## Data for this task
::::::::::

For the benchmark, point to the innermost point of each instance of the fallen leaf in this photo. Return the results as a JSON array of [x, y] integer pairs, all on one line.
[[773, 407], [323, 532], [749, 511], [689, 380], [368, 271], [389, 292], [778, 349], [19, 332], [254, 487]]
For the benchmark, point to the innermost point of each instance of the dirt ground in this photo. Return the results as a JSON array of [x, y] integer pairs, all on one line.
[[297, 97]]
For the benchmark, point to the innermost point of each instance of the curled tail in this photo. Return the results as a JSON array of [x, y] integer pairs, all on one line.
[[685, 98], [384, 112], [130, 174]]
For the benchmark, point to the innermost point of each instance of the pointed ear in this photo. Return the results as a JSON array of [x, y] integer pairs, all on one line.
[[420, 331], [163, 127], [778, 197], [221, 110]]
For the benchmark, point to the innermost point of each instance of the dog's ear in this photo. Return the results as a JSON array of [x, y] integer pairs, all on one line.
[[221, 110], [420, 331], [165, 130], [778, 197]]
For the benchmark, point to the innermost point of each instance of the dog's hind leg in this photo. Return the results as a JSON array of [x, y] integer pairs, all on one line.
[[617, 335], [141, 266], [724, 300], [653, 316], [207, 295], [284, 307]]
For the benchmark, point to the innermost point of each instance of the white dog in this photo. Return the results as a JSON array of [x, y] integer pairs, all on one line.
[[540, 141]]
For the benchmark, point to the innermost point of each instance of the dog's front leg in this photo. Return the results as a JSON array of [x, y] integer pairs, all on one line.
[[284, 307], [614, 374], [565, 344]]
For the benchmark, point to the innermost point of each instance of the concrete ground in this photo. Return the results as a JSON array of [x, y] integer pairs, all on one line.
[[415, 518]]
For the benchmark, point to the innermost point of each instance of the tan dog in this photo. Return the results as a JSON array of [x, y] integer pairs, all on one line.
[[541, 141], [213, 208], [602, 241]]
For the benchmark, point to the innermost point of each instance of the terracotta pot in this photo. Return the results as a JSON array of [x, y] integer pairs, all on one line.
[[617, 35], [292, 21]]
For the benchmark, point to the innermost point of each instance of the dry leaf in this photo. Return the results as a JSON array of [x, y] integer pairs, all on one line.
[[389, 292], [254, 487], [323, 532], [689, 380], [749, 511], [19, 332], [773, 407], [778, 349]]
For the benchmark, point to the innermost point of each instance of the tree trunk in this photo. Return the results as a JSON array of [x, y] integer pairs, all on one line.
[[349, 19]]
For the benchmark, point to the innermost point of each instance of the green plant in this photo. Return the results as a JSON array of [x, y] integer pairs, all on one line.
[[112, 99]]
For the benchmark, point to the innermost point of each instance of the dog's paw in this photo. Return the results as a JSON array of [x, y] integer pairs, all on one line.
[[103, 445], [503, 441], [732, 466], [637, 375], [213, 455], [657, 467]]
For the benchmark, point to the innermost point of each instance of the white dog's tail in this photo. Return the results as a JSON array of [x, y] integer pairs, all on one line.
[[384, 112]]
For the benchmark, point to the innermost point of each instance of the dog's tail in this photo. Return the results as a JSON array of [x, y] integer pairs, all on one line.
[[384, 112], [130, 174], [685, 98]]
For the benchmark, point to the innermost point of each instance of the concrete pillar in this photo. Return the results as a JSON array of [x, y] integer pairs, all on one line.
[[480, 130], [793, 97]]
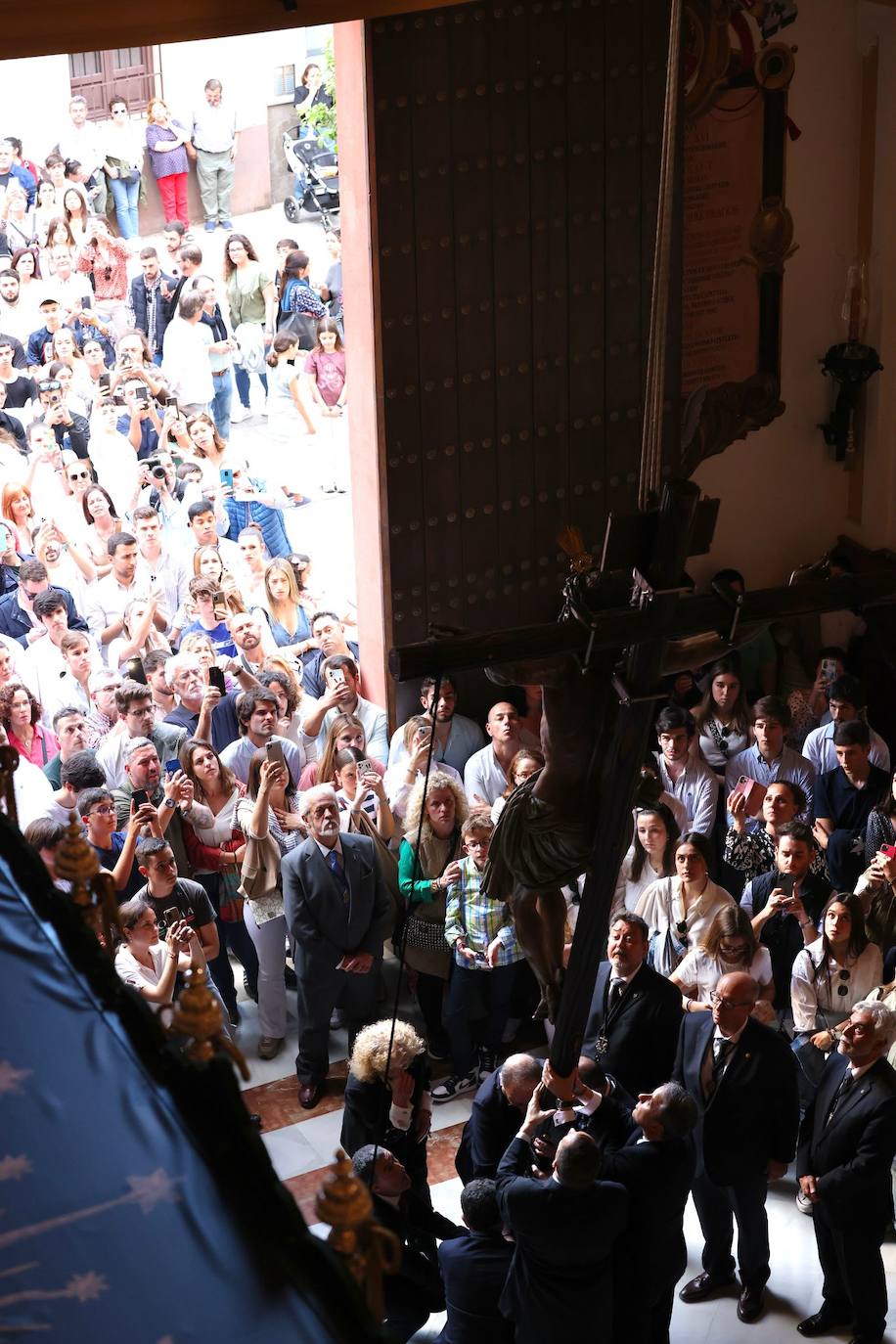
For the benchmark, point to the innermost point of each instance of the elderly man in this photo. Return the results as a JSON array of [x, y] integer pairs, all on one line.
[[558, 1273], [337, 910], [633, 1024], [497, 1110], [256, 714], [743, 1080], [846, 1146]]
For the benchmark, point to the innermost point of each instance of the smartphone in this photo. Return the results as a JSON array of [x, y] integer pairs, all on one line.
[[276, 754], [136, 671]]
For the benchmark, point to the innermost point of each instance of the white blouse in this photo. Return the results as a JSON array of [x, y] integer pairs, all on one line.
[[662, 899], [817, 1003]]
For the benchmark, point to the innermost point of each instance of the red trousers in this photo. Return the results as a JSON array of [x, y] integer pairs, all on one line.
[[173, 197]]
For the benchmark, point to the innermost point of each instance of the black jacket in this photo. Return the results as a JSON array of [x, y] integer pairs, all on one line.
[[557, 1271], [752, 1117], [852, 1152], [14, 622], [474, 1271], [643, 1031], [781, 933], [492, 1125]]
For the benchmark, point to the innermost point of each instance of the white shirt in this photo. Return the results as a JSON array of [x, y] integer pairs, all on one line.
[[186, 363], [821, 751]]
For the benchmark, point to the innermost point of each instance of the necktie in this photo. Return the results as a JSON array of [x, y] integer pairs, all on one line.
[[845, 1084], [336, 867]]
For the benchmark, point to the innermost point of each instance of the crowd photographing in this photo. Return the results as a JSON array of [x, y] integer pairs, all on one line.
[[172, 674]]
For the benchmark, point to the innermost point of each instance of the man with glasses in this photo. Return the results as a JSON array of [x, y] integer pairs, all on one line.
[[18, 617], [743, 1080], [137, 712], [115, 850]]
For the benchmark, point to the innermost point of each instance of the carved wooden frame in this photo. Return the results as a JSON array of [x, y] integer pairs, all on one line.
[[716, 417]]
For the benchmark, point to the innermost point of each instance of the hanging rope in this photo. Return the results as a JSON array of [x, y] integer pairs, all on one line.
[[650, 473], [402, 948]]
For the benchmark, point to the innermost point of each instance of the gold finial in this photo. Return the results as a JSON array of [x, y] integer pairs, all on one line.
[[368, 1249], [93, 893], [197, 1013], [8, 765]]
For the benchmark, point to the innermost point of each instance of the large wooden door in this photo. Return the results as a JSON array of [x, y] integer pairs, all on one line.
[[121, 71]]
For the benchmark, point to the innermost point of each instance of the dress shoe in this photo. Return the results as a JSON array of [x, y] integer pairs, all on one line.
[[751, 1304], [704, 1285], [823, 1322], [309, 1095]]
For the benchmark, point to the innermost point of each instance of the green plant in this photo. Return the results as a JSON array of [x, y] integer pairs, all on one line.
[[321, 118]]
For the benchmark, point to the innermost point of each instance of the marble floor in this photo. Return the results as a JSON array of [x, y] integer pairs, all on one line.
[[301, 1143]]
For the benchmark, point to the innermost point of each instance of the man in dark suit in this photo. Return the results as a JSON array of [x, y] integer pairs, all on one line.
[[846, 1146], [634, 1017], [337, 909], [496, 1116], [743, 1080], [564, 1228], [655, 1164], [17, 609], [474, 1269], [416, 1290]]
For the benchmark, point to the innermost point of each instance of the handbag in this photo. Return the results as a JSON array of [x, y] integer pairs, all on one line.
[[230, 893]]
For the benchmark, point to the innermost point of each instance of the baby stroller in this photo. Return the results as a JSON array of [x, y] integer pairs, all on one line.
[[316, 171]]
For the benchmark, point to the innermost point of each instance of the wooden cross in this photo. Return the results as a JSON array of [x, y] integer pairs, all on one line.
[[633, 601]]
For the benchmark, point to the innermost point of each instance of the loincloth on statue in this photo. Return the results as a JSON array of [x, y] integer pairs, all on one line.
[[535, 847]]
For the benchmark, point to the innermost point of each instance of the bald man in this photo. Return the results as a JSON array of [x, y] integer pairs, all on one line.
[[558, 1273], [488, 772], [743, 1080]]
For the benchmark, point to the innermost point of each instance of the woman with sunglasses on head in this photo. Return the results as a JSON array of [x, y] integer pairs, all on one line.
[[834, 972]]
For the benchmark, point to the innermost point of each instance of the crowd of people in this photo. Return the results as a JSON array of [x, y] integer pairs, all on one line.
[[173, 675]]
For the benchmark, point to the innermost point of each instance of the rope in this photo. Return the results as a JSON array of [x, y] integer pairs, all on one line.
[[650, 473], [378, 1142]]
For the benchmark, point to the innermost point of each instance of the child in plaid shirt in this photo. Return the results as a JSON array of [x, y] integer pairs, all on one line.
[[482, 934]]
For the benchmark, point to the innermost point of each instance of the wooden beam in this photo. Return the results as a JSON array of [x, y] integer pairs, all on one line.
[[65, 27]]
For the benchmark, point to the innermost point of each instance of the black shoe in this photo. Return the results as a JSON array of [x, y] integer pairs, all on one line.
[[701, 1286], [823, 1322], [751, 1304]]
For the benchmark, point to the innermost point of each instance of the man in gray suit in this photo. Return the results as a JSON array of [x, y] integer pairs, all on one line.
[[337, 909]]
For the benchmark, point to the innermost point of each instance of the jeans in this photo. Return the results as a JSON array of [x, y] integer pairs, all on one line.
[[468, 992], [270, 945], [173, 197], [220, 403], [242, 383], [234, 937], [125, 195]]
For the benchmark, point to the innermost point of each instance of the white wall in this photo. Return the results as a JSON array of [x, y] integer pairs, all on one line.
[[784, 500]]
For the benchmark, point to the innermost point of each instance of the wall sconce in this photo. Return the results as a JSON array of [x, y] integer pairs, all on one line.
[[849, 365]]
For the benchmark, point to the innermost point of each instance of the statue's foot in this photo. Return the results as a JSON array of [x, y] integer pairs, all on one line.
[[554, 672]]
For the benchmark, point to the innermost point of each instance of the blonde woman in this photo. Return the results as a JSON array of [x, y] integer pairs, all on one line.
[[387, 1097], [424, 876]]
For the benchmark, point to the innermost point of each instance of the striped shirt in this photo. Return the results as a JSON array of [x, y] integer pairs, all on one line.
[[473, 916]]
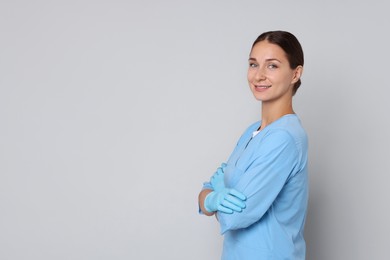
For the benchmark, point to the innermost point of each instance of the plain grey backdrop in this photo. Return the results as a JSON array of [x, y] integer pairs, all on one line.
[[113, 114]]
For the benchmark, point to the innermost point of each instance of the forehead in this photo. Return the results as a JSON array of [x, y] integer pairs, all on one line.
[[267, 50]]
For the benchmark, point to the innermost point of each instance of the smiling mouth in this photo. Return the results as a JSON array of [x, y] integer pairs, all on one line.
[[263, 87]]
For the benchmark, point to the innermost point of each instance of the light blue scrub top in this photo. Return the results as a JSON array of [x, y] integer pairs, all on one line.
[[271, 170]]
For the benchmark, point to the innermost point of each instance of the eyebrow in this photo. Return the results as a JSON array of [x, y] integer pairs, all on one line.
[[271, 59]]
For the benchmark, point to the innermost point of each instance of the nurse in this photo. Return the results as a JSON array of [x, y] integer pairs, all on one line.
[[260, 194]]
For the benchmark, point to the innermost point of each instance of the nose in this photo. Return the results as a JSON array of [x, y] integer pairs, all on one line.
[[260, 74]]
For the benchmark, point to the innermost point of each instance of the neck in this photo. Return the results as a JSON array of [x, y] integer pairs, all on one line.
[[271, 112]]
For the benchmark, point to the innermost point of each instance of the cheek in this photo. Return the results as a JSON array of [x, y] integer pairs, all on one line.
[[250, 75]]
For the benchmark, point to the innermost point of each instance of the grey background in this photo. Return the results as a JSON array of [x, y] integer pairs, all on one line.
[[113, 113]]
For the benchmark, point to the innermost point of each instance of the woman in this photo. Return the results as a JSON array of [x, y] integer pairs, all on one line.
[[260, 195]]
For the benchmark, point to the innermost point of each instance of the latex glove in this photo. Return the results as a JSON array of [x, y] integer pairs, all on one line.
[[218, 179], [225, 200]]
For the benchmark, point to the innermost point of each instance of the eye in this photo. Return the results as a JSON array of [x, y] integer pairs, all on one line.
[[272, 66]]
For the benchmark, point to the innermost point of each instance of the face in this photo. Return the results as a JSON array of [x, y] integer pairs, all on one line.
[[269, 74]]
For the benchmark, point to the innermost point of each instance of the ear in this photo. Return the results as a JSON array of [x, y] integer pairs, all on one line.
[[297, 74]]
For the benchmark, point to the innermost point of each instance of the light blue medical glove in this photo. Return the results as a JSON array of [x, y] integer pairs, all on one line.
[[225, 200]]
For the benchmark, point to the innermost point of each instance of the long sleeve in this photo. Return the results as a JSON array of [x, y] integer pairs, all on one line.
[[273, 161]]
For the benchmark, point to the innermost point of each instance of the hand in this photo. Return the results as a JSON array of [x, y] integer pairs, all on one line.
[[225, 200]]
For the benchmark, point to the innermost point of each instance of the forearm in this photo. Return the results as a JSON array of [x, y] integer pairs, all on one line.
[[201, 198]]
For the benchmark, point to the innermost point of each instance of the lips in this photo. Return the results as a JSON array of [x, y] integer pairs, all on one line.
[[262, 87]]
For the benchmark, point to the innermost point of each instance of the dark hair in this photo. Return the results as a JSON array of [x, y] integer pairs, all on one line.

::::::::::

## To do
Arrange the items as a numbered list, from the first line through the line containing "[[297, 97]]", leaving out blank lines.

## Expected output
1. For the benchmark, point to the innermost point of each instance of the fallen leaf in this photo. Return the results as a JSON array of [x, y] integer pairs, all on one line.
2. [[773, 407], [323, 532], [749, 511], [689, 380], [368, 271], [389, 292], [778, 349], [19, 332], [254, 487]]
3. For the benchmark, point to the innermost point of each instance of the dirt ground in this photo. Return the results as a JSON array of [x, y] integer pairs, all on one line.
4. [[297, 97]]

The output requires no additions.